Once you have read the listing, retype all of it exactly.

EXCERPTED DATA
****************
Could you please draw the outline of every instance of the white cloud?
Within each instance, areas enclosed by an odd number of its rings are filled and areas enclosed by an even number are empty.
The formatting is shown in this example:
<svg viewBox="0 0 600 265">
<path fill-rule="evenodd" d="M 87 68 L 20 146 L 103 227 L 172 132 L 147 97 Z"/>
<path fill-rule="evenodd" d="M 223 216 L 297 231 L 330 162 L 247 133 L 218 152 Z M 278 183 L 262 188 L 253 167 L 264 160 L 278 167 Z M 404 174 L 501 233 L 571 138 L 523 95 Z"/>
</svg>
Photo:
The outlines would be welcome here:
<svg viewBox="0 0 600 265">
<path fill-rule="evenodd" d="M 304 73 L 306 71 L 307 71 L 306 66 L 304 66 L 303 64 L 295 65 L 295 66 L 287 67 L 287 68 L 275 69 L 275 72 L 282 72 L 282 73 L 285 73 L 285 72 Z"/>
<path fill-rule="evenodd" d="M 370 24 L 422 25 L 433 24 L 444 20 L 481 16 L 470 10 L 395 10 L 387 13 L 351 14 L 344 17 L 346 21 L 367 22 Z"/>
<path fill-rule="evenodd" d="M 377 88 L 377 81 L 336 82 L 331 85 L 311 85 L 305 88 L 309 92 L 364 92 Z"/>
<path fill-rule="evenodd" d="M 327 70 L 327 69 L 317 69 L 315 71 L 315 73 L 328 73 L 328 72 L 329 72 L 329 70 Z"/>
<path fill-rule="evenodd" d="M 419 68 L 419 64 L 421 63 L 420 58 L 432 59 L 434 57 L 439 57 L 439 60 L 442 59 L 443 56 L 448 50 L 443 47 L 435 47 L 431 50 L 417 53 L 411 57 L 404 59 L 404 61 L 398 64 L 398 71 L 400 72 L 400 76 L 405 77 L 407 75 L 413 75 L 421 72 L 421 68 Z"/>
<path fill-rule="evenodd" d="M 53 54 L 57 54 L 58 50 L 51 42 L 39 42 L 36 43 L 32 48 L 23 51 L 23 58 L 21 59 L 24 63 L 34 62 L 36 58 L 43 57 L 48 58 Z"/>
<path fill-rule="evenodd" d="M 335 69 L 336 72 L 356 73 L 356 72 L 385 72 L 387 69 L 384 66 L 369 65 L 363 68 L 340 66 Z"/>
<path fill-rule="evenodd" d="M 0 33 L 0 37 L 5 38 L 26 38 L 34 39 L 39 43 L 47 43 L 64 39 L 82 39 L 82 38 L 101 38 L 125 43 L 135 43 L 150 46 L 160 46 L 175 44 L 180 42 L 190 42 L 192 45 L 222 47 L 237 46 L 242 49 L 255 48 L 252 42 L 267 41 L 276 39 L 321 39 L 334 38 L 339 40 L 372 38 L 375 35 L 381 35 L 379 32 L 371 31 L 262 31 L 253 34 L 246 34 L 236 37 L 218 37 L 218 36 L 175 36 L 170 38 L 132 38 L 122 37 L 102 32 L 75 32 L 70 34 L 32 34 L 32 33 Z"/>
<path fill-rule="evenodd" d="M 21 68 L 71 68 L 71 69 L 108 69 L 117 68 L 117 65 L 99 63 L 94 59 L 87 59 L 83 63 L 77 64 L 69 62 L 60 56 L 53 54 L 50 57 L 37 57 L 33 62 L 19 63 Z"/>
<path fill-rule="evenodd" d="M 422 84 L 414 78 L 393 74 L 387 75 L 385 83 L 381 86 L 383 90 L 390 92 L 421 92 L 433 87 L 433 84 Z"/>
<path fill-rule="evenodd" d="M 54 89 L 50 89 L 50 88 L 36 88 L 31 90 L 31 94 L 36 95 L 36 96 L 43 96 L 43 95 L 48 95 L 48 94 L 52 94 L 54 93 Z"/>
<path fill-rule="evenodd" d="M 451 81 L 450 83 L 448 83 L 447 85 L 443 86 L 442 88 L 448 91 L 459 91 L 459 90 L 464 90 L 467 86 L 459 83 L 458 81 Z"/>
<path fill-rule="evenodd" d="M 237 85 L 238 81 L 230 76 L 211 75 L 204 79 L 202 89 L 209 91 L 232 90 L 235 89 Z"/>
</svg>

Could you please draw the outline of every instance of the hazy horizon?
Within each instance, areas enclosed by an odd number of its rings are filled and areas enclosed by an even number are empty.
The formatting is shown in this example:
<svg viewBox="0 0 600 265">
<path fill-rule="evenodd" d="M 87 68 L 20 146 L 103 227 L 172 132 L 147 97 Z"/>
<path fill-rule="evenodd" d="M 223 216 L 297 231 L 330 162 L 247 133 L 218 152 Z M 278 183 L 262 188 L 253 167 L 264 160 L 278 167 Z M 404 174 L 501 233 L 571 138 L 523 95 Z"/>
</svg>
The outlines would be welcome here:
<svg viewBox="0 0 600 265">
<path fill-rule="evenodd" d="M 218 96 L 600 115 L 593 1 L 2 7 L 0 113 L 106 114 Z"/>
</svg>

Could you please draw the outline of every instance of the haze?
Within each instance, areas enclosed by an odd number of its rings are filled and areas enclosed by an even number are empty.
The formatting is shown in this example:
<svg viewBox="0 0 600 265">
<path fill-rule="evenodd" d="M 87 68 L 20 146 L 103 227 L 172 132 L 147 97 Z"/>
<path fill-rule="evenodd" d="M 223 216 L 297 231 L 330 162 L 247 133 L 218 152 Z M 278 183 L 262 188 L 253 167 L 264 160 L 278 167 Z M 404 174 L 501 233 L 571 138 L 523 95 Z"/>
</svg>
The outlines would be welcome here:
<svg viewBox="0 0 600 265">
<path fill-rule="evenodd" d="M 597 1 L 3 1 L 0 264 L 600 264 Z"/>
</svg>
****************
SOLUTION FOR THIS PROBLEM
Could you please draw the outline of every instance of the white cloud?
Within each instance, areas enclosed by an odd number of its rings are filled and areas enclosed by an even number are empty.
The formatting is shown in this example:
<svg viewBox="0 0 600 265">
<path fill-rule="evenodd" d="M 87 68 L 20 146 L 103 227 L 172 132 L 147 97 Z"/>
<path fill-rule="evenodd" d="M 223 216 L 297 231 L 330 162 L 247 133 L 218 152 Z M 278 183 L 262 188 L 253 167 L 264 160 L 278 167 Z M 404 174 L 501 233 L 571 138 L 523 95 Z"/>
</svg>
Photo:
The outlines would be welcome here:
<svg viewBox="0 0 600 265">
<path fill-rule="evenodd" d="M 304 73 L 306 71 L 307 71 L 306 66 L 304 66 L 303 64 L 295 65 L 295 66 L 287 67 L 287 68 L 275 69 L 275 72 L 282 72 L 282 73 L 285 73 L 285 72 Z"/>
<path fill-rule="evenodd" d="M 370 24 L 422 25 L 433 24 L 444 20 L 481 16 L 470 10 L 395 10 L 387 13 L 351 14 L 344 17 L 346 21 L 367 22 Z"/>
<path fill-rule="evenodd" d="M 377 88 L 377 81 L 336 82 L 331 85 L 311 85 L 305 88 L 309 92 L 364 92 Z"/>
<path fill-rule="evenodd" d="M 327 70 L 327 69 L 317 69 L 315 71 L 315 73 L 328 73 L 328 72 L 329 72 L 329 70 Z"/>
<path fill-rule="evenodd" d="M 419 68 L 419 64 L 421 63 L 420 58 L 432 59 L 434 57 L 439 57 L 439 60 L 442 59 L 443 56 L 448 50 L 443 47 L 435 47 L 431 50 L 417 53 L 411 57 L 404 59 L 404 61 L 398 64 L 398 71 L 400 72 L 400 76 L 405 77 L 407 75 L 413 75 L 421 72 L 421 68 Z"/>
<path fill-rule="evenodd" d="M 53 54 L 57 54 L 58 50 L 51 42 L 39 42 L 36 43 L 32 48 L 23 51 L 23 58 L 21 59 L 24 63 L 34 62 L 36 58 L 43 57 L 48 58 Z"/>
<path fill-rule="evenodd" d="M 335 69 L 336 72 L 356 73 L 356 72 L 385 72 L 387 69 L 384 66 L 369 65 L 363 68 L 340 66 Z"/>
<path fill-rule="evenodd" d="M 0 33 L 0 37 L 5 38 L 26 38 L 34 39 L 39 43 L 47 43 L 64 39 L 82 39 L 82 38 L 101 38 L 125 43 L 135 43 L 150 46 L 160 46 L 175 44 L 180 42 L 190 42 L 192 45 L 222 47 L 237 46 L 242 49 L 255 48 L 252 42 L 267 41 L 276 39 L 321 39 L 334 38 L 339 40 L 372 38 L 375 35 L 381 35 L 379 32 L 371 31 L 262 31 L 253 34 L 246 34 L 236 37 L 218 37 L 218 36 L 175 36 L 170 38 L 132 38 L 122 37 L 102 32 L 75 32 L 70 34 L 32 34 L 32 33 Z"/>
<path fill-rule="evenodd" d="M 21 68 L 71 68 L 71 69 L 108 69 L 117 68 L 117 65 L 99 63 L 94 59 L 87 59 L 83 63 L 77 64 L 69 62 L 60 56 L 53 54 L 50 57 L 37 57 L 33 62 L 19 63 Z"/>
<path fill-rule="evenodd" d="M 422 84 L 414 78 L 393 74 L 387 75 L 385 83 L 381 86 L 383 90 L 390 92 L 421 92 L 433 87 L 433 84 Z"/>
<path fill-rule="evenodd" d="M 54 89 L 50 89 L 50 88 L 36 88 L 31 90 L 31 94 L 36 95 L 36 96 L 43 96 L 43 95 L 48 95 L 48 94 L 52 94 L 54 93 Z"/>
<path fill-rule="evenodd" d="M 451 81 L 450 83 L 448 83 L 447 85 L 443 86 L 442 88 L 448 91 L 459 91 L 459 90 L 464 90 L 467 86 L 459 83 L 458 81 Z"/>
<path fill-rule="evenodd" d="M 237 85 L 238 81 L 230 76 L 211 75 L 204 79 L 202 89 L 209 91 L 232 90 L 235 89 Z"/>
</svg>

Could you please draw the outline of every instance of the hazy horizon?
Within each instance, areas enclosed by an odd number of its rings are filled and areas enclosed by an even number are empty.
The formatting is shown in this example:
<svg viewBox="0 0 600 265">
<path fill-rule="evenodd" d="M 87 68 L 20 146 L 103 227 L 172 132 L 147 97 Z"/>
<path fill-rule="evenodd" d="M 223 216 L 297 231 L 330 162 L 247 133 L 218 152 Z M 278 183 L 262 188 L 253 167 L 264 160 L 278 167 Z M 404 174 L 501 233 L 571 138 L 523 95 Z"/>
</svg>
The outlines would be welcome here:
<svg viewBox="0 0 600 265">
<path fill-rule="evenodd" d="M 218 96 L 600 115 L 593 1 L 2 7 L 0 113 L 106 114 Z"/>
</svg>

Could you please draw the outline of every instance of the haze?
Within each instance, areas enclosed by an odd number of its rings are filled and areas enclosed by an even number are empty.
The formatting is shown in this example:
<svg viewBox="0 0 600 265">
<path fill-rule="evenodd" d="M 87 68 L 20 146 L 103 227 L 172 132 L 147 97 Z"/>
<path fill-rule="evenodd" d="M 223 216 L 297 231 L 330 162 L 247 133 L 218 152 Z M 278 183 L 262 188 L 253 167 L 264 160 L 278 167 Z M 404 174 L 501 233 L 571 138 L 523 95 Z"/>
</svg>
The outlines would be welcome here:
<svg viewBox="0 0 600 265">
<path fill-rule="evenodd" d="M 597 1 L 3 1 L 0 264 L 600 264 Z"/>
</svg>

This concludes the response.